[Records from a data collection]
* begin *

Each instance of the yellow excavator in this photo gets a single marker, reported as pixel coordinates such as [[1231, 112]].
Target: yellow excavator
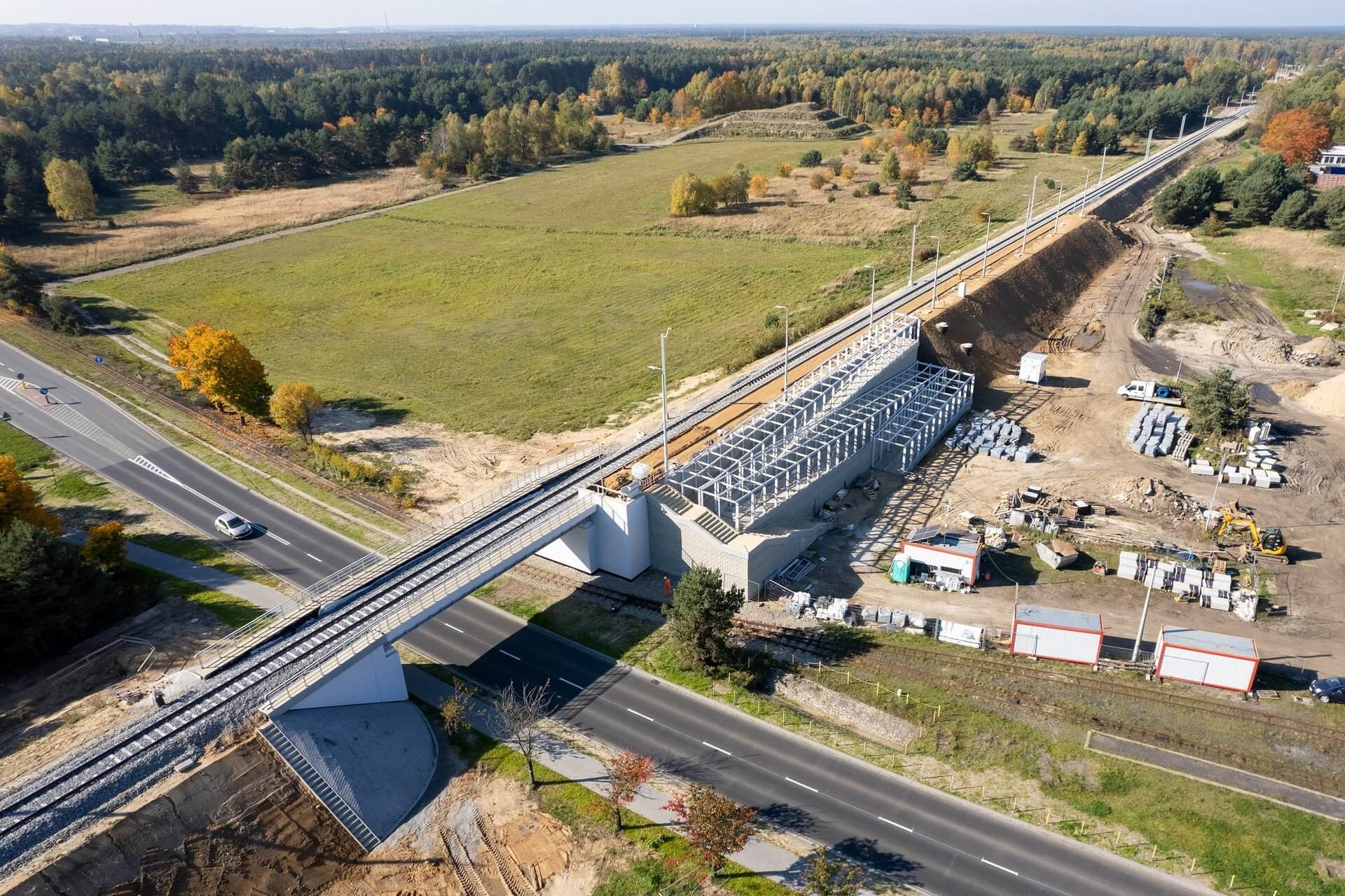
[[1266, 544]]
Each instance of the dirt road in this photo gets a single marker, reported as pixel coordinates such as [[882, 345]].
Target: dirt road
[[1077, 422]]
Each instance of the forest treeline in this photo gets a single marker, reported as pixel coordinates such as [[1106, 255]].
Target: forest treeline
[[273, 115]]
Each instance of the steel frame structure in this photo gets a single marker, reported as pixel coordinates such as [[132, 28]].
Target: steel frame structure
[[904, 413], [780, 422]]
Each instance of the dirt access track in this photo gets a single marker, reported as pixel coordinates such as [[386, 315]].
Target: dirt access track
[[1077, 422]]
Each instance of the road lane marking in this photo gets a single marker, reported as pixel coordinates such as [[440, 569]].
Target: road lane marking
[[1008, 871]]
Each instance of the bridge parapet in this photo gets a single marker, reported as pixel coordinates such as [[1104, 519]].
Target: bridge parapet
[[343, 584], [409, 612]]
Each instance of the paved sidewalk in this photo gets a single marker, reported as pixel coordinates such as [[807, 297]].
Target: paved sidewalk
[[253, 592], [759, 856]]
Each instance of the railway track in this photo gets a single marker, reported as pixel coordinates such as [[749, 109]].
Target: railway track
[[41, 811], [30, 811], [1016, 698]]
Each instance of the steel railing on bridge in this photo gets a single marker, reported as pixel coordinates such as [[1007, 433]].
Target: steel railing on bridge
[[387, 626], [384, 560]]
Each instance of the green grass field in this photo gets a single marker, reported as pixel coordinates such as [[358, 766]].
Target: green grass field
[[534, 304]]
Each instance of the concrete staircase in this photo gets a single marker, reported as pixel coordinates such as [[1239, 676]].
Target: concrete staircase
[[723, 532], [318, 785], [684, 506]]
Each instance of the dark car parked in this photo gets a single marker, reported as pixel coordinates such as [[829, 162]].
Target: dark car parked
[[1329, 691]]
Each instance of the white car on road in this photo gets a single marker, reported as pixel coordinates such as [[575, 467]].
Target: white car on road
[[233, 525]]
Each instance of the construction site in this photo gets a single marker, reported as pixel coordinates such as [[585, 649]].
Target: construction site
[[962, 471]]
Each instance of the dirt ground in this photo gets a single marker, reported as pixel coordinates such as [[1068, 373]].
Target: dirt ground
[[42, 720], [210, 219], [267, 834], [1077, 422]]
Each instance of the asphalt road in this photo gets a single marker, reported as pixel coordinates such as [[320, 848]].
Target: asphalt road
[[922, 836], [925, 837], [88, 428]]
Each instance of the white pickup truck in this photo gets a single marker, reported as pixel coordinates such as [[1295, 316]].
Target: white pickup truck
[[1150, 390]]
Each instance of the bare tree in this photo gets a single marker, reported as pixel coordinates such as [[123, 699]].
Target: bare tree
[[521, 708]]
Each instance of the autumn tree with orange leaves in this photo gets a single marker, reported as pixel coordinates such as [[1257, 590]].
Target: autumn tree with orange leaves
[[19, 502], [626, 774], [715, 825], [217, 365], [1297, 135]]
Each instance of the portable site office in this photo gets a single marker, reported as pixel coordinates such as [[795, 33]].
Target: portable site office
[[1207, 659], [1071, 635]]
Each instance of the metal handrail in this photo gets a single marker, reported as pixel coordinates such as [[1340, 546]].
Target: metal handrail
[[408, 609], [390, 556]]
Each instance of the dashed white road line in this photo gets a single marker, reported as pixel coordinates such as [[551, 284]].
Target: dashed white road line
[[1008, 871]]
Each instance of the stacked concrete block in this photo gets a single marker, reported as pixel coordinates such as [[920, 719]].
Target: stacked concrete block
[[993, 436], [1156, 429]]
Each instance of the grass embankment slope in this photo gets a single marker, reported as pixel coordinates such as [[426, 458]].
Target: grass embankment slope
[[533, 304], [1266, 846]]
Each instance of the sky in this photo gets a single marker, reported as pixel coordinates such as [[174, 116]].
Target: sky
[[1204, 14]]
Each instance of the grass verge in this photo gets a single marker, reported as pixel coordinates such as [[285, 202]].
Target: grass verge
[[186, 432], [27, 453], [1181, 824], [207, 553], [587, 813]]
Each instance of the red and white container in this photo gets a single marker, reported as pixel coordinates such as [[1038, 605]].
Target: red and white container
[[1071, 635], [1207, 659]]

* end *

● **REQUIREMENTS**
Rewrite everything from the start of the records down to the line containing "[[1266, 544]]", changing "excavator" to "bulldozer" and keeping all else the same. Leave the pictures out of your answer.

● **ANSWER TO THE TASK**
Each instance of the yellow bulldozer in this photo gets a single marker, reported as pixel coordinates such as [[1231, 112]].
Target: yellow bulldozer
[[1266, 544]]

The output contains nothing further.